#### Task list:
[1] Using the theater review, decide whether each statement below is true: (a) The Peacock is set immediately after World War II. (b) William is the only veteran among the four male students. (c) Nan hides the fact that she lives in Eleanor's apartment from William. For each one, answer yes or no and quote the words of the review that decide it.
[2] List every student of the creative writing class in The Peacock whom the theater review names.
[3] Reproduce the passage of the theater review that begins with the words "Three weeks before" and ends with "to read it.".

START Source text

Common Hatred sounds like somebody's undergrad thesis project: An overt homage to Chekhov, the script borrows key plot points and relationships from all of the Russian master's major plays. It was "devised" by the cast before West put pen to paper. But it's no style exercise or study in committee-think. It's an astute application of Chekhov's elusive, exacting methods, exposing the clumsy absurdity of love—especially love bolstered by little but unexamined hope—among an unremarkable group of friends and family gathered for the birthday of the person everyone likes the least. The result is penetrating, graceful, immediate, and achingly true. And West's subtle interpolation of global imagery—the earth, one character muses, is held up by shelves made of ice—gives the play a nearly cosmic resonance.

Most impressively, West finesses the century-old conventions of modernist drama to reveal the timelessness of the quotidian, making Common Hatred feel simultaneously classic and new. That satisfying tension is pronounced in her new play as well. The Peacock takes place immediately after World War II in a university creative writing class led by the Professor, a failed novelist. Of his four male students, only Calvin is a veteran, which may explain his imagined superiority over his classmates. Henry is a blowhard would-be subversive, Eugene is his fawning protege, and William is a monied cipher—all his personality is tied up in his camel hair coat. The lone female student, Nan, who wears a prosthetic leg, barely holds her own among the men despite the Professor's conviction that she's the best writer of the bunch. Or maybe he just wants to get in her pants.

Three weeks before the play begins, the other female student, Eleanor, hanged herself, perhaps encouraged by violent, disturbing imagery in Nan's stories. Nan now lives in Eleanor's abandoned apartment, a fact she conceals from everyone except William, who may be her new lover or a failed tryst. Calvin, who was likely Eleanor's lover, has brought a new story to class about a woman's inexplicable suicide. The Professor demands he write the suicide out before he'll be allowed to read it.

As in Common Hatred, West lays a web of tenuous, volatile connections among a group of half-likable characters. Continuing her Chekhovian approach, she sublimates much of the drama under daily ritual—in this case the quarreling of opinionated students. It's a heady, unstable mix, and West maintains a smart balance of threat and farce. In one of the most ingenious scenes, she manages to get all her characters stuffed into a closet at the history department's Christmas party—where they continue to debate the merits of Henry Miller.

END Source text
START Records

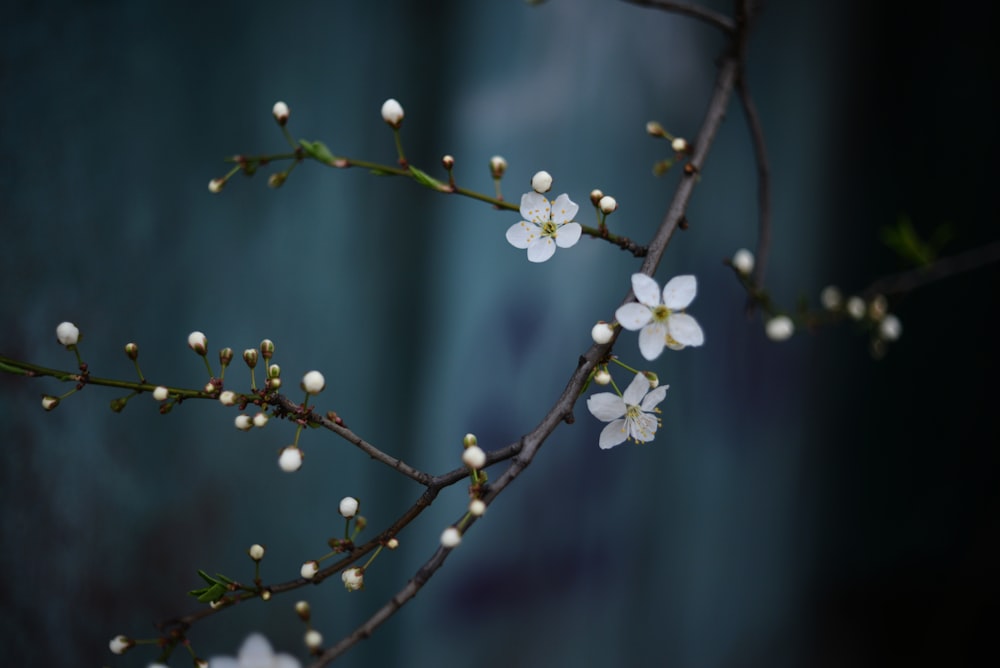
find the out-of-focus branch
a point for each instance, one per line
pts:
(712, 17)
(524, 451)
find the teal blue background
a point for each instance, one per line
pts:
(802, 505)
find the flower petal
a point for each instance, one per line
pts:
(636, 390)
(633, 316)
(646, 290)
(520, 235)
(606, 406)
(535, 207)
(650, 401)
(541, 249)
(685, 329)
(564, 209)
(613, 434)
(652, 339)
(680, 291)
(567, 235)
(642, 428)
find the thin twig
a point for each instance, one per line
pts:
(524, 451)
(712, 17)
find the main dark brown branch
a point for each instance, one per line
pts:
(524, 451)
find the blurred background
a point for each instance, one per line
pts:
(803, 503)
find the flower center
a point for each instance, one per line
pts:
(661, 313)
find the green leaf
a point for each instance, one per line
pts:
(317, 150)
(426, 179)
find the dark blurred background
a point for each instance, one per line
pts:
(803, 504)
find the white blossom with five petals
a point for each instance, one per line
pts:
(631, 415)
(546, 225)
(659, 316)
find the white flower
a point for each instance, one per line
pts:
(290, 459)
(474, 457)
(856, 307)
(354, 579)
(313, 382)
(545, 226)
(630, 415)
(256, 652)
(602, 332)
(349, 506)
(451, 537)
(743, 261)
(831, 298)
(314, 639)
(67, 334)
(779, 328)
(309, 569)
(280, 112)
(392, 112)
(659, 319)
(541, 182)
(119, 644)
(890, 328)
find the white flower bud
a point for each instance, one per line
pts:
(541, 182)
(354, 579)
(451, 537)
(830, 298)
(743, 261)
(198, 342)
(856, 307)
(313, 382)
(474, 457)
(890, 328)
(280, 112)
(602, 332)
(878, 307)
(309, 569)
(779, 328)
(497, 166)
(290, 459)
(392, 112)
(67, 334)
(119, 644)
(314, 639)
(349, 506)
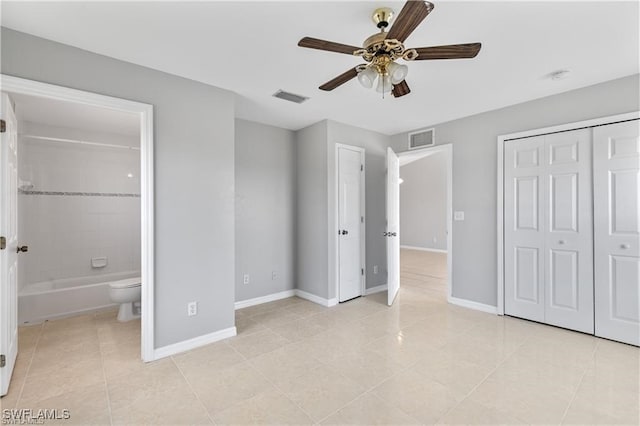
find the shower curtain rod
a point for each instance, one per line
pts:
(79, 142)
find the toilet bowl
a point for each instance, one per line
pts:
(127, 292)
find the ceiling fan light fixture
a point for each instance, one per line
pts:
(367, 77)
(384, 84)
(397, 72)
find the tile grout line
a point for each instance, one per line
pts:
(193, 390)
(575, 393)
(482, 381)
(270, 382)
(104, 373)
(26, 374)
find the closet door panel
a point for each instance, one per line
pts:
(616, 169)
(569, 237)
(524, 230)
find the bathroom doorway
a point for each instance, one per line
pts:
(83, 209)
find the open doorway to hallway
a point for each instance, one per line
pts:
(423, 222)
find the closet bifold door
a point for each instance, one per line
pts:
(616, 178)
(569, 230)
(524, 228)
(548, 230)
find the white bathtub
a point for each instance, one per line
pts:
(60, 298)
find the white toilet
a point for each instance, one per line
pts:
(128, 293)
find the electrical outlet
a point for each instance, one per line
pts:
(192, 309)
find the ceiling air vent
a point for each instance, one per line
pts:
(422, 138)
(291, 97)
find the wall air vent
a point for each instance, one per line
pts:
(422, 138)
(291, 97)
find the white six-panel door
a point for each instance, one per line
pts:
(548, 230)
(349, 223)
(616, 178)
(569, 236)
(393, 226)
(524, 228)
(9, 255)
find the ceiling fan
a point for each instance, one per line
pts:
(383, 49)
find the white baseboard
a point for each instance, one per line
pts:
(376, 289)
(196, 342)
(423, 249)
(265, 299)
(473, 305)
(316, 299)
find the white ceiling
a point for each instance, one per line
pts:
(73, 115)
(251, 49)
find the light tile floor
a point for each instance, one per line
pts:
(421, 361)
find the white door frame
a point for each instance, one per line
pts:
(22, 86)
(448, 150)
(528, 133)
(363, 235)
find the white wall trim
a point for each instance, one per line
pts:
(264, 299)
(22, 86)
(363, 227)
(316, 299)
(196, 342)
(423, 249)
(500, 180)
(376, 289)
(473, 305)
(448, 150)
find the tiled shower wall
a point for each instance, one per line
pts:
(85, 203)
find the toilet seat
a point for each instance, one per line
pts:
(126, 283)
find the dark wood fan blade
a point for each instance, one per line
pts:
(409, 18)
(453, 51)
(401, 89)
(316, 43)
(339, 80)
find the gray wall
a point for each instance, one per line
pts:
(265, 209)
(423, 202)
(194, 176)
(474, 141)
(311, 211)
(375, 145)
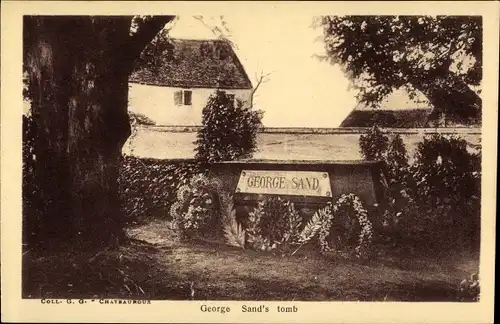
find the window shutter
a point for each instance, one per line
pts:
(187, 97)
(178, 98)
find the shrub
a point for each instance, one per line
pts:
(148, 187)
(234, 233)
(342, 227)
(228, 131)
(436, 200)
(448, 185)
(373, 145)
(273, 223)
(196, 209)
(140, 119)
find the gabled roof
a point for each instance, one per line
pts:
(403, 118)
(196, 64)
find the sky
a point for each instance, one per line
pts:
(301, 91)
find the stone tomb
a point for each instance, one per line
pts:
(308, 184)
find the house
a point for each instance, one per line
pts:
(179, 88)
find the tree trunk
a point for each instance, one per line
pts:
(79, 90)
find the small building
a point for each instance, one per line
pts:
(178, 89)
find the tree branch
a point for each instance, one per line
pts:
(262, 78)
(146, 31)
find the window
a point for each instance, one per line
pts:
(187, 97)
(231, 97)
(183, 97)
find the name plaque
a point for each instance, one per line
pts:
(292, 183)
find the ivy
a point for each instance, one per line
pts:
(326, 218)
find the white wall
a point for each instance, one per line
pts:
(157, 103)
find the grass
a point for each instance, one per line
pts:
(157, 265)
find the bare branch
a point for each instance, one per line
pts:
(261, 78)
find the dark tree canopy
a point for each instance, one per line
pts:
(439, 56)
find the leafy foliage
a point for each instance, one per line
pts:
(196, 209)
(228, 131)
(438, 193)
(439, 56)
(148, 187)
(469, 288)
(234, 233)
(140, 119)
(345, 224)
(274, 222)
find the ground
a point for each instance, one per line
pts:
(157, 265)
(154, 143)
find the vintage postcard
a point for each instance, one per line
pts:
(248, 162)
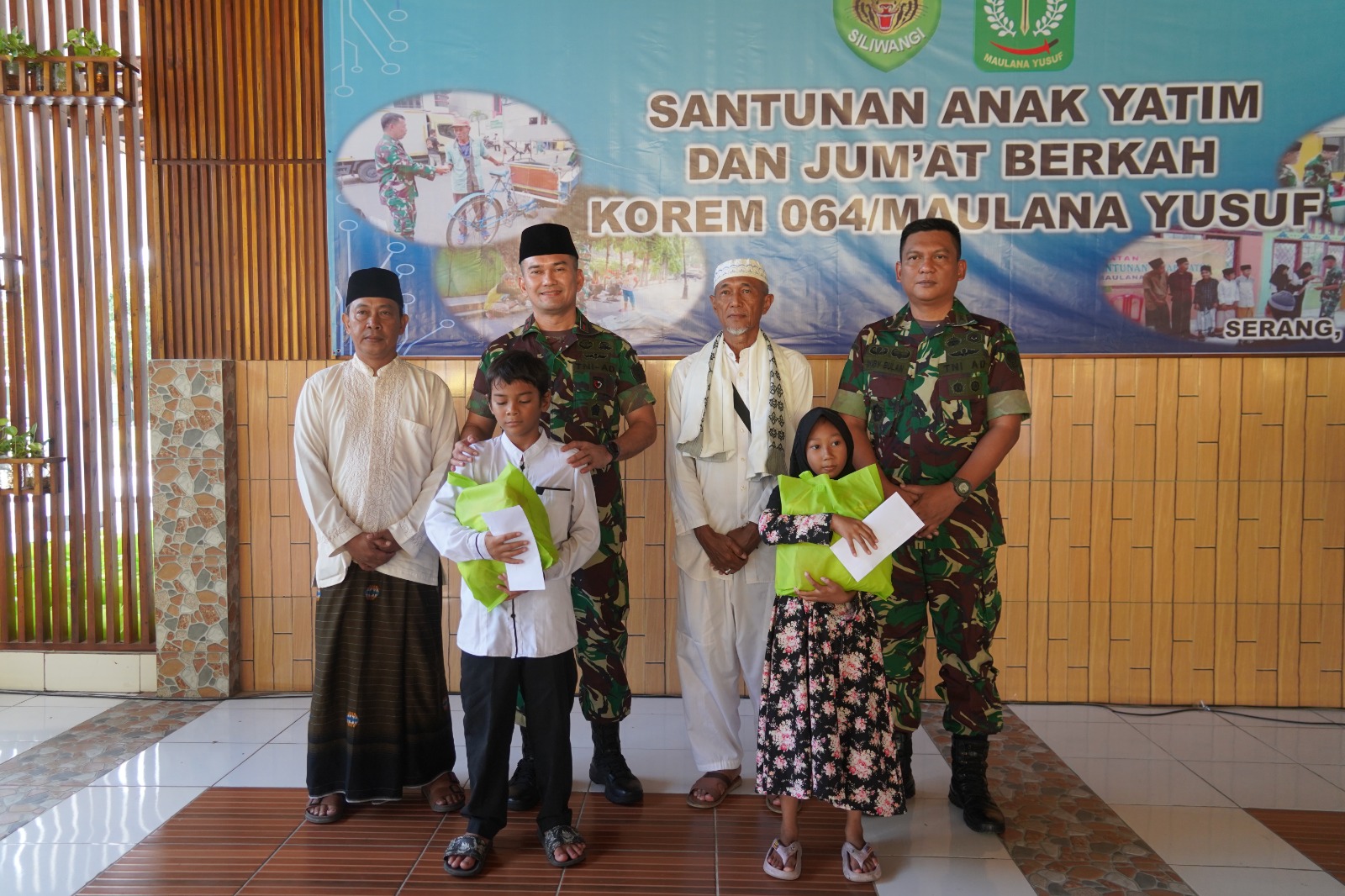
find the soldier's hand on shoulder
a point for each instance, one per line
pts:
(464, 451)
(585, 456)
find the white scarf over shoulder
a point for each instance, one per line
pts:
(709, 420)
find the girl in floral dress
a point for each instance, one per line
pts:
(825, 730)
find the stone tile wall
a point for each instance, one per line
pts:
(195, 505)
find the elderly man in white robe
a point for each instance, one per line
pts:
(732, 412)
(373, 439)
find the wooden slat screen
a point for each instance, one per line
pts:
(74, 567)
(235, 111)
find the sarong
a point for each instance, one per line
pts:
(380, 716)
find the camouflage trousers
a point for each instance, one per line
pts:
(602, 603)
(404, 215)
(959, 591)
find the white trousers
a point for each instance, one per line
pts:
(721, 630)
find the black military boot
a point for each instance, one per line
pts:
(968, 790)
(609, 767)
(522, 786)
(908, 779)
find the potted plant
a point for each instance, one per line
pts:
(38, 82)
(15, 47)
(18, 444)
(84, 42)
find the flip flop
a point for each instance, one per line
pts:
(557, 837)
(470, 846)
(730, 784)
(455, 794)
(858, 857)
(335, 815)
(784, 855)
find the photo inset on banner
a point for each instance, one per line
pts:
(1234, 288)
(1316, 161)
(456, 168)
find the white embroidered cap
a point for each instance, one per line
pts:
(739, 268)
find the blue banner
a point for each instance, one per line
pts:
(1131, 178)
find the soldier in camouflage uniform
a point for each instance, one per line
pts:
(1288, 177)
(598, 380)
(397, 172)
(935, 396)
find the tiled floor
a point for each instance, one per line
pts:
(1098, 802)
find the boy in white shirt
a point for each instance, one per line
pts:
(528, 642)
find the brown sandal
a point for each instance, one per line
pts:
(335, 815)
(455, 797)
(730, 784)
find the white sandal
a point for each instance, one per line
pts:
(860, 857)
(784, 853)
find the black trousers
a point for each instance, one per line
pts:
(490, 692)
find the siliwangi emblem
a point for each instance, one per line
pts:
(1026, 35)
(887, 34)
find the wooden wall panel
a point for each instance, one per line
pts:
(1176, 533)
(237, 202)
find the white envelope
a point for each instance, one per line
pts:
(526, 576)
(892, 522)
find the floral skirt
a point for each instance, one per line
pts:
(825, 728)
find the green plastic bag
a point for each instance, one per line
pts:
(854, 495)
(510, 488)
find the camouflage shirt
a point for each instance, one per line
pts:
(596, 381)
(397, 171)
(928, 398)
(1317, 172)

END Records

#### Answers below:
[1]
(a) Yes: "The Peacock takes place immediately after World War II in a university creative writing class"
(b) No: "Of his four male students, only Calvin is a veteran"
(c) No: "a fact she conceals from everyone except William"

[2] Calvin, Henry, Eugene, William, Nan, Eleanor

[3]
Three weeks before the play begins, the other female student, Eleanor, hanged herself, perhaps encouraged by violent, disturbing imagery in Nan's stories. Nan now lives in Eleanor's abandoned apartment, a fact she conceals from everyone except William, who may be her new lover or a failed tryst. Calvin, who was likely Eleanor's lover, has brought a new story to class about a woman's inexplicable suicide. The Professor demands he write the suicide out before he'll be allowed to read it.